··· SELECTED PASSAGE ···
What Went Wrong?

I believe that at some time well before 2059, the bicentennial year of Darwin's Origin of the Species, perhaps as early as 2009 or 2019, there will be another celebration that will mark the demise of the Darwinist ideology that was so triumphant in 1959. The theme of this anti centennial will be "What Went Wrong?" or perhaps, "How Could We Ever Have Let It Happen?" 

What went wrong is that scientists committed the original sin, which in science means believing what you want to believe instead of what your experiments and observations show you. In small matters you cannot afford as a scientist to indulge in the original sin because your colleagues will show you up and make a fool out of you. If, however, you are leading the whole research community in a direction it wants to go, your colleagues might lack the motivation or might even be afraid to challenge you.
··· EXTRACTED RECORDS ···
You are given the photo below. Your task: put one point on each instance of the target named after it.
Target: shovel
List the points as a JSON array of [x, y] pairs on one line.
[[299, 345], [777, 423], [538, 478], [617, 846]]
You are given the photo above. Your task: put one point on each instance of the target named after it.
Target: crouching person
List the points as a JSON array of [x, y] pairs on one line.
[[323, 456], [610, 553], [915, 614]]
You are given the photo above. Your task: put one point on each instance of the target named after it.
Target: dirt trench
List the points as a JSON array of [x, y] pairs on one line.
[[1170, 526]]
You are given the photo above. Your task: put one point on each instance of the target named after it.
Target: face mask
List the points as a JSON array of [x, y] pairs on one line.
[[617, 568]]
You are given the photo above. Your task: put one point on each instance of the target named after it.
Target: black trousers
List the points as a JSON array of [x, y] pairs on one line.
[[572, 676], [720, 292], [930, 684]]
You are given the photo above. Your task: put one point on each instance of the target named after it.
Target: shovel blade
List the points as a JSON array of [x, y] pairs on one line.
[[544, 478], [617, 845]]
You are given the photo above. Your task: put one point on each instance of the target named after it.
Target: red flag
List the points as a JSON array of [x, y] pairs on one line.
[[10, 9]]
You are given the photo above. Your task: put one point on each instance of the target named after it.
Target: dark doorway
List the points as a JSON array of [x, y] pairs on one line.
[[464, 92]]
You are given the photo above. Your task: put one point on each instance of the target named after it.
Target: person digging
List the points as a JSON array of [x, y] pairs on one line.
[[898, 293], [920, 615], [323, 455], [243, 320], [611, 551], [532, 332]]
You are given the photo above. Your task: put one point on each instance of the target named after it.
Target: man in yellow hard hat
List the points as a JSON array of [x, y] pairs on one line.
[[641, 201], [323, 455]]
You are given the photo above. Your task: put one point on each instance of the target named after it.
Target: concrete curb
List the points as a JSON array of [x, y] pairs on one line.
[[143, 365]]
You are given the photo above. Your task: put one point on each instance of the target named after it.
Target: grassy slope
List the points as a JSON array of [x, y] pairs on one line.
···
→ ABOUT THIS TASK
Decide whether each statement below agrees with the "What Went Wrong?" passage, answering yes or no and quoting the deciding words of the passage. (a) The author expects an event marking the end of Darwinist ideology to take place before 2059. (b) According to the passage, colleagues are unlikely to challenge a scientist who errs in small matters. (c) The passage defines the original sin in science as believing what one wants to believe rather than what experiments and observations show.

→ WORKED SOLUTION
(a) Yes: "at some time well before 2059, the bicentennial year of Darwin's Origin of the Species, perhaps as early as 2009 or 2019, there will be another celebration that will mark the demise of the Darwinist ideology"
(b) No: "In small matters you cannot afford as a scientist to indulge in the original sin because your colleagues will show you up and make a fool out of you."
(c) Yes: "the original sin, which in science means believing what you want to believe instead of what your experiments and observations show you"